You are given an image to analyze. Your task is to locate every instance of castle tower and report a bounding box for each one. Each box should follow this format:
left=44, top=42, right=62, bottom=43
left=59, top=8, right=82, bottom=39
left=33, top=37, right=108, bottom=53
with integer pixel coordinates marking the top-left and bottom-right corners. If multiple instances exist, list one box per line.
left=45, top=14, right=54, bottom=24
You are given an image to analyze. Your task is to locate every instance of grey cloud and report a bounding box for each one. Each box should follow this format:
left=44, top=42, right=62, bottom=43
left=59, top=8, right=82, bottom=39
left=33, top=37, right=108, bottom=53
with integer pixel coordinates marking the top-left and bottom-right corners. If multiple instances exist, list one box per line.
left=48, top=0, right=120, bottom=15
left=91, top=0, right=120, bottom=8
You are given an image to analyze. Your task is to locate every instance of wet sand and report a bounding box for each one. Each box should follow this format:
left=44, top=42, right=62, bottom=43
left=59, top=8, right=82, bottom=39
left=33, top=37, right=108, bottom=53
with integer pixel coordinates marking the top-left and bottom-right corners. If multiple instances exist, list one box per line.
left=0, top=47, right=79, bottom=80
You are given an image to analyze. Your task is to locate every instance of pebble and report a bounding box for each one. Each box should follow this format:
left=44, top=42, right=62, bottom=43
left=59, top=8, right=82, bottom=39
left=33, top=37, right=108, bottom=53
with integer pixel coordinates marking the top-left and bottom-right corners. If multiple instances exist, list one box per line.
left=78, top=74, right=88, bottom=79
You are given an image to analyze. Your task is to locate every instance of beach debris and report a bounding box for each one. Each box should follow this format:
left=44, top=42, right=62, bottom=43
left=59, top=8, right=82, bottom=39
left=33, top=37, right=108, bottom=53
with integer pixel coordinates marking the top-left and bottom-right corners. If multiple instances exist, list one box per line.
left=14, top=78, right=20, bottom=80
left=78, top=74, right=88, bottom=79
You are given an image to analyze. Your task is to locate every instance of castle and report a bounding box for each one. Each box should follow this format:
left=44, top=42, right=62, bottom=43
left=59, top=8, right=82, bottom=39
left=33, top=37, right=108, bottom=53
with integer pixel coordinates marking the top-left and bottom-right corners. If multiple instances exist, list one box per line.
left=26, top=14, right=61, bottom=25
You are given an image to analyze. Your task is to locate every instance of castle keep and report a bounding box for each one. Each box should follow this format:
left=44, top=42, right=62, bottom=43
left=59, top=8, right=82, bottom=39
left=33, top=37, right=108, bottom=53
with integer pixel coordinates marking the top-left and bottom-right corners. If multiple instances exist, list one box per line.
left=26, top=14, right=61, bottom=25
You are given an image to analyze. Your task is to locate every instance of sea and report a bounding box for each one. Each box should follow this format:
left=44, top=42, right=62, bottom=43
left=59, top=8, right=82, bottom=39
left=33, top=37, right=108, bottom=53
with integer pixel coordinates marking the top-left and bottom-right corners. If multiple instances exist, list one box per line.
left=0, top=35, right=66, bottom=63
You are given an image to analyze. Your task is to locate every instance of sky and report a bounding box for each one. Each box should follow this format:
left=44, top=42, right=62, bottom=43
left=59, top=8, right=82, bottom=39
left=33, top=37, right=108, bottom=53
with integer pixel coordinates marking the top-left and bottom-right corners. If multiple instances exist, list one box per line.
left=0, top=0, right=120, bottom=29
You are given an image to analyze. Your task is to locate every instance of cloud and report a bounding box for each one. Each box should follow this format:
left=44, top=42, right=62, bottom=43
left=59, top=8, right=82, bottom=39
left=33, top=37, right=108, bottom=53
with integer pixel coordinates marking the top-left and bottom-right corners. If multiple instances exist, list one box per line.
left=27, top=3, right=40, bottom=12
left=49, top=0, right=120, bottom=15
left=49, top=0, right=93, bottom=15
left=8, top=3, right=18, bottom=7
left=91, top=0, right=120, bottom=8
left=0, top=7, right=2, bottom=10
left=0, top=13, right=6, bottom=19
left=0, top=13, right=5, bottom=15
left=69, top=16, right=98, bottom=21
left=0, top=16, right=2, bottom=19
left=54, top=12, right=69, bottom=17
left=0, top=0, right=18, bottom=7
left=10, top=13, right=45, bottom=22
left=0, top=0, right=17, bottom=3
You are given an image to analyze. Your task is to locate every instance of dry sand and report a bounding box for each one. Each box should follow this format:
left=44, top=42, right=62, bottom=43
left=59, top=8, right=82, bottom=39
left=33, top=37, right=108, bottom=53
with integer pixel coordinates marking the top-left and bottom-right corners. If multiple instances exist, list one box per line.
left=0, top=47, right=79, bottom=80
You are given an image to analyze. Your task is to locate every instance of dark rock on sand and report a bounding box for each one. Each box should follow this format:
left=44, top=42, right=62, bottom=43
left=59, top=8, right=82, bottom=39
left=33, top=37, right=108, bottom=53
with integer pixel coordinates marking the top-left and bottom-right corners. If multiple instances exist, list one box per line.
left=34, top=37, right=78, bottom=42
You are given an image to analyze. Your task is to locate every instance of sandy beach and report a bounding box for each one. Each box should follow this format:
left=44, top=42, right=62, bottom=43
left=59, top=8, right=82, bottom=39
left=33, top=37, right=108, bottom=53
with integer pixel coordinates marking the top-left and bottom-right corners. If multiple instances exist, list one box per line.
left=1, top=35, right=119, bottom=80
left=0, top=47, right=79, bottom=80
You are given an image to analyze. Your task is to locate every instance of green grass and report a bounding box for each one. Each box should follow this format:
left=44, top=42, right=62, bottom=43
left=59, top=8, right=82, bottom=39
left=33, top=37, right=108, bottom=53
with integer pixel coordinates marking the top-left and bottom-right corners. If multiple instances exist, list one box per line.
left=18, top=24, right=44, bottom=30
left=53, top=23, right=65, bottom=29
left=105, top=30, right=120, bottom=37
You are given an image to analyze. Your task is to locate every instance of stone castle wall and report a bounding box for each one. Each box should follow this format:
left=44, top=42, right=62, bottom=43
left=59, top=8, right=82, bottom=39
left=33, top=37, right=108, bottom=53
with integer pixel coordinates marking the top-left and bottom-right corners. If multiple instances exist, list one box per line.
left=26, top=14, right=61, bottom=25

——

◆ **Task objective**: In the entries above, find each line that has the word "castle". Copy it.

◆ **Written solution**:
You are given an image to analyze. Your task is to locate every instance of castle tower and report a bounding box for each one. Each box should follow this format:
You are given an image to analyze. Your task is to locate every instance of castle and report a bounding box for each one. Each box should follow this format:
You are given an image to analyze. Your task is to locate every instance of castle keep and report a bounding box for each one. Each box should follow this format:
You are given an image to analyze. Your task is to locate every instance of stone castle wall and report a bounding box for each one. Each box should follow this format:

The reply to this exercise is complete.